Exercise aim:
Arrange every line of the records below into a Markdown table with the columns "Row" and "Line", numbering each row and leaving out blank lines.

/---

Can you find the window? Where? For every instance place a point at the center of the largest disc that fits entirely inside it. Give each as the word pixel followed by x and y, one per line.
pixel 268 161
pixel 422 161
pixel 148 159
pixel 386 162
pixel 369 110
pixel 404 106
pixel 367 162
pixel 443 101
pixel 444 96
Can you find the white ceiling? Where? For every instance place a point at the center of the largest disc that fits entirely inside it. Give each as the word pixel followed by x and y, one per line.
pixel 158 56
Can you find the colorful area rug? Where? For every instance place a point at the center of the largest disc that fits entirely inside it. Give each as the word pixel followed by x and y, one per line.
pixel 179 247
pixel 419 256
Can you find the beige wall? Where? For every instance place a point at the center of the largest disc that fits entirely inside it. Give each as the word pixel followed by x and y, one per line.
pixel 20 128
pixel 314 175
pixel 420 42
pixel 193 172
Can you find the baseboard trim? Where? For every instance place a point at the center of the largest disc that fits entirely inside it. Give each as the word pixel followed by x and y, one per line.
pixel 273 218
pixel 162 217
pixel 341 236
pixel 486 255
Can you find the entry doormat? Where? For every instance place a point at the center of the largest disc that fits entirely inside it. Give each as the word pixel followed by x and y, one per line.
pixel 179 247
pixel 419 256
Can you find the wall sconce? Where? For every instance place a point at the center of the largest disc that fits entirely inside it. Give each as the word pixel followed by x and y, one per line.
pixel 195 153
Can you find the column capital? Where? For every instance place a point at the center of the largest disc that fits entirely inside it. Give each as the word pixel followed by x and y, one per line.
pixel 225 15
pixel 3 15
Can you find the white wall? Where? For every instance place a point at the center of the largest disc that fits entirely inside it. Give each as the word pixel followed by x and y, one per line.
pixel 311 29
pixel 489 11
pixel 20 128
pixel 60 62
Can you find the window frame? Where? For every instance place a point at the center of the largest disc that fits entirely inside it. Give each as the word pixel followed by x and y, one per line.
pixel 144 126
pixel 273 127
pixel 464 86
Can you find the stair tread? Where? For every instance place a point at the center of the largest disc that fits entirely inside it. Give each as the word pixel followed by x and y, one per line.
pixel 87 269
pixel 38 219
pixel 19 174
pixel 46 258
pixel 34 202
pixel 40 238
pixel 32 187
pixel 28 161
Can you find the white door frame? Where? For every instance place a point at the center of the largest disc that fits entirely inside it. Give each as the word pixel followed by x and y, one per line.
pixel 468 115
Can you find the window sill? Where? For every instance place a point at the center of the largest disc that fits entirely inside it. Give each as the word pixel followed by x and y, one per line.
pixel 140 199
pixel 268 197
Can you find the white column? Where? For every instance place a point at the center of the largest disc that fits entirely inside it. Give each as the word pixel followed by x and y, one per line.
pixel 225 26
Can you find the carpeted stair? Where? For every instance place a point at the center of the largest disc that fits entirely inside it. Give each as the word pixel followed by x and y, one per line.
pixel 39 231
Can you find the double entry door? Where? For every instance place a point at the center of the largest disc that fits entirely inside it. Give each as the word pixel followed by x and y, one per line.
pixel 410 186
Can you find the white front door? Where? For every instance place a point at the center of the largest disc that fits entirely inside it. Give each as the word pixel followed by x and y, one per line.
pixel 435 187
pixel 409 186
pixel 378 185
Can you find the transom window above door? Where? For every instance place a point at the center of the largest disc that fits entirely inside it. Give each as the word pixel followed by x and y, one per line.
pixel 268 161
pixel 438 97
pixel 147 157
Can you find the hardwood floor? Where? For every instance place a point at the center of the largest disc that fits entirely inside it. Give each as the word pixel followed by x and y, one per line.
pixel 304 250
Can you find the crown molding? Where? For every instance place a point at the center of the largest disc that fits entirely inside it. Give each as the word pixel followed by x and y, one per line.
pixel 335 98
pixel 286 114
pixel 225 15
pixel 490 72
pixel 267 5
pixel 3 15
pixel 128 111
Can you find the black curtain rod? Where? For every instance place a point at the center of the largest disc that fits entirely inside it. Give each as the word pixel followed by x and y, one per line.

\---

Output for this task:
| Row | Line |
|---|---|
| 1 | Can you find the window? Where? For every instance place a point at the center of the largest disc that fits entirely inside it. Give each as the word pixel followed by x and y, one per line. |
| 2 | pixel 268 161 |
| 3 | pixel 422 161 |
| 4 | pixel 148 159 |
| 5 | pixel 386 162 |
| 6 | pixel 369 110 |
| 7 | pixel 404 106 |
| 8 | pixel 367 162 |
| 9 | pixel 443 101 |
| 10 | pixel 444 96 |
| 11 | Can you find the white ceiling? Where? For every instance place a point at the center of the largest disc that fits entirely inside it. Give each as the word pixel followed by x and y, one per line. |
| 12 | pixel 158 56 |
| 13 | Can you find the colorful area rug? Where? For every instance place a point at the center of the largest disc that fits entirely inside it. Give each as the word pixel followed by x and y, one per line. |
| 14 | pixel 179 247 |
| 15 | pixel 419 256 |
| 16 | Can you find the beige wall? Where? For every instance place a point at the center of the largest disc that fits entirely inside it. Give each as the word pixel followed by x and y, one per line. |
| 17 | pixel 20 128 |
| 18 | pixel 314 175 |
| 19 | pixel 420 42 |
| 20 | pixel 193 172 |
| 21 | Can you find the baseboard trim? Where? For every instance place a point at the center of the largest disc that fits entirely inside it. Give each as the word pixel followed by x and y, one per line. |
| 22 | pixel 273 218 |
| 23 | pixel 162 217 |
| 24 | pixel 341 236 |
| 25 | pixel 486 255 |
| 26 | Can you find the entry doormat? Where? For every instance place a point at the center of the largest disc that fits entirely inside it. Give each as the word pixel followed by x and y, one per line. |
| 27 | pixel 179 247 |
| 28 | pixel 419 256 |
| 29 | Can you find the wall sconce? Where? For every instance place a point at the center of the largest disc that fits entirely inside it. Give each as the word pixel followed by x and y, one per line. |
| 30 | pixel 195 153 |
| 31 | Can you find the column capital? Where? For every instance place a point at the center of the largest disc that fits entirely inside it. Give each as the word pixel followed by x and y, one per line. |
| 32 | pixel 225 15 |
| 33 | pixel 3 15 |
| 34 | Can you find the white wall? Where? For every instance place a point at the center of the largest disc that fits entirely inside it. Give each as the word pixel followed by x and y, one per line. |
| 35 | pixel 311 29 |
| 36 | pixel 489 11 |
| 37 | pixel 20 128 |
| 38 | pixel 60 62 |
| 39 | Can you find the window frame? Where? For every instance place a point at the center of the largest disc that fits entirely inside it. Give each as the word pixel followed by x and y, one per line. |
| 40 | pixel 144 126 |
| 41 | pixel 273 127 |
| 42 | pixel 464 86 |
| 43 | Can you find the stair tread? Where? For every instance place a point at the center of the largest disc that fits entirely inside it. Give each as the word pixel followed by x and y, one per line. |
| 44 | pixel 87 269 |
| 45 | pixel 38 219 |
| 46 | pixel 19 174 |
| 47 | pixel 46 258 |
| 48 | pixel 34 202 |
| 49 | pixel 40 238 |
| 50 | pixel 32 187 |
| 51 | pixel 28 161 |
| 52 | Can you find the white door frame? Where? For every instance place a point at the center of the largest disc that fits entirely inside it. Give each as the word pixel followed by x and y, one per line. |
| 53 | pixel 468 115 |
| 54 | Can you find the window sill? Where? For every instance place a point at the center of the largest disc that fits entirely inside it. Give each as the word pixel followed by x and y, one per line. |
| 55 | pixel 140 199 |
| 56 | pixel 268 197 |
| 57 | Can you find the white column? Where? For every instance place a point at the center of the largest disc that fits entirely inside it. Give each as the word pixel followed by x and y, one per line. |
| 58 | pixel 225 26 |
| 59 | Can you find the carpeted stair? Where? For every instance place a point at the center of the largest disc that fits entirely inside it. Give each as the word pixel followed by x and y, one per line. |
| 60 | pixel 39 231 |
| 61 | Can you find the double entry door? Where? For every instance place a point at the center of the largest disc that fits entirely inside it. Give each as the word pixel followed by x and y, one per line. |
| 62 | pixel 410 186 |
| 63 | Can you find the white front door? Where? For every instance place a point at the center of the largest disc that fits entirely inside it. Give each as the word pixel followed by x and y, one per line. |
| 64 | pixel 435 187 |
| 65 | pixel 409 186 |
| 66 | pixel 378 185 |
| 67 | Can you find the transom window above door? Where? For every instance place a point at the center of the largest disc that fits entirely inside it. Give each as the word pixel followed by x and y, one per line. |
| 68 | pixel 268 161 |
| 69 | pixel 438 97 |
| 70 | pixel 147 157 |
| 71 | Can you find the hardwood floor? Where? For every instance place a point at the center of the largest disc that fits entirely inside it. Give each as the word pixel followed by x and y, one per line. |
| 72 | pixel 304 250 |
| 73 | Can you find the crown molding? Where? For every instance place a point at the center of the largest disc that fits entirely inside it. Give each as the word pixel followed by x and y, one per line. |
| 74 | pixel 335 98 |
| 75 | pixel 286 114 |
| 76 | pixel 225 15 |
| 77 | pixel 490 72 |
| 78 | pixel 267 5 |
| 79 | pixel 3 15 |
| 80 | pixel 128 111 |
| 81 | Can you find the black curtain rod? Where? For every instance place a point at the center of the largest disc that fits entirely inside it. Give each as the word pixel followed by x and y, one per line. |